● Goal
Edit the records below by replacing each "kimono" with "robe" and leaving every other line the same. Omit the pictures from your answer.

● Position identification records
○ ○ ○ ○
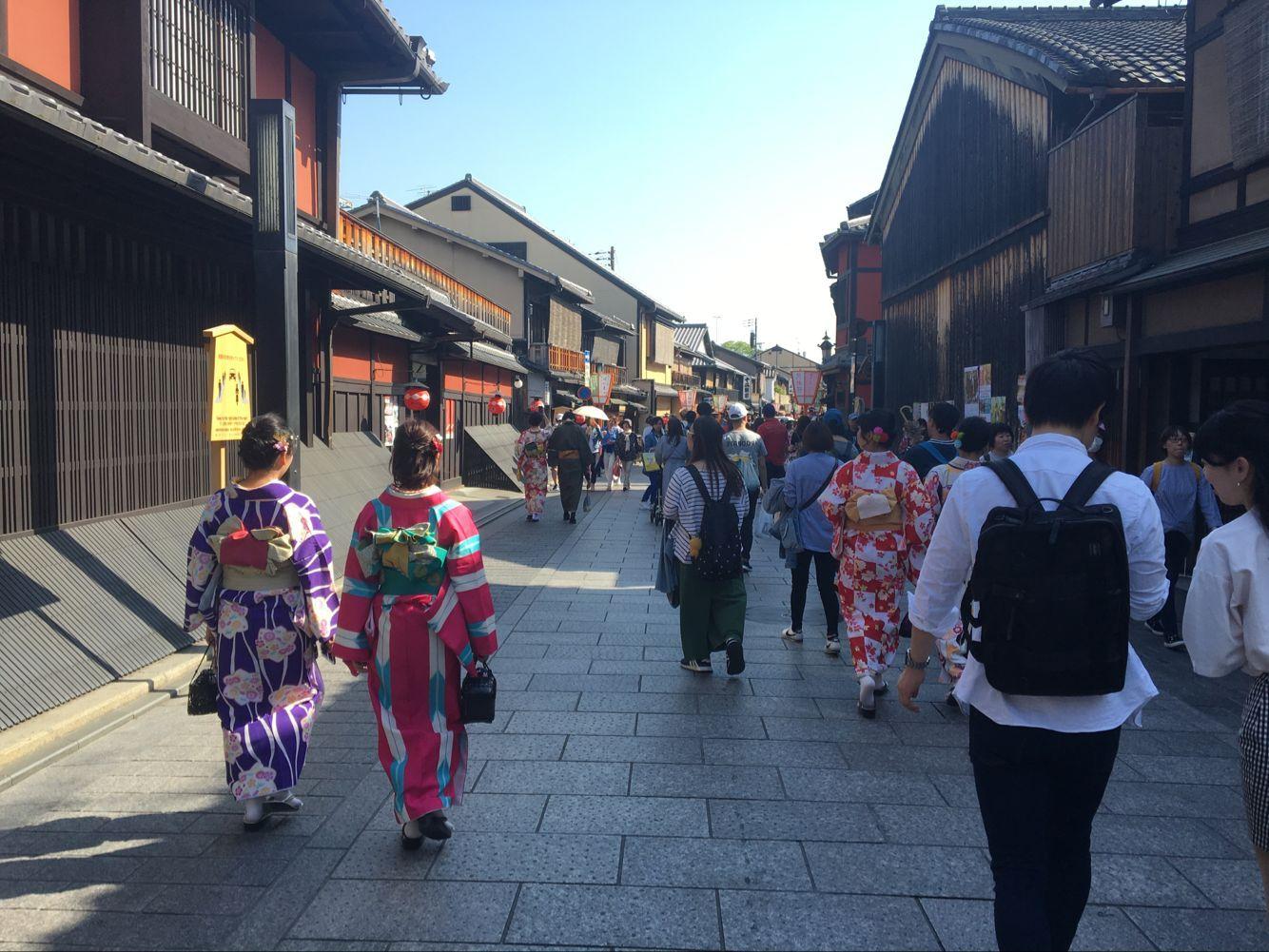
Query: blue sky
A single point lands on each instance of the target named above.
(713, 143)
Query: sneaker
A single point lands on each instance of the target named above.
(436, 826)
(867, 705)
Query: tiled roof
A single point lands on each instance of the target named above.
(1121, 48)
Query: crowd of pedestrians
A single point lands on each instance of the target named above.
(1018, 568)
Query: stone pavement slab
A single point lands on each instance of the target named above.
(618, 801)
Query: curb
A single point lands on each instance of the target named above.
(32, 746)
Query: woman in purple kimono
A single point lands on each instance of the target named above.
(259, 577)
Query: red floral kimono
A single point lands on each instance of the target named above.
(415, 645)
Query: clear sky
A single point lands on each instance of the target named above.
(713, 143)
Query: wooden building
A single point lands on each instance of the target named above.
○ ○ ○ ○
● Worked solution
Query: blue sky
A single point lands on each instance of the target named above.
(713, 143)
Query: sneaker
A single point lands on each instance of the target named above.
(436, 826)
(867, 705)
Query: tiled roof
A single point lands on each instance of the target named above.
(1121, 48)
Query: crowd of pedestrians
A single point lands on each instance of the target named above.
(1018, 568)
Query: stone pavement slab
A single point lands on each instance of the target named above.
(618, 801)
Query: curb
A single point lands on each instance of the target named above.
(32, 746)
Query: woman in purple robe
A single point lands on each instance of the target named above.
(259, 577)
Query: red floral robe
A single point lands on each instance of the target named above.
(415, 645)
Query: clear sky
A single point lands on each instance of the target named above.
(713, 143)
Query: wooden building
A single point lands on each instance of the target named above.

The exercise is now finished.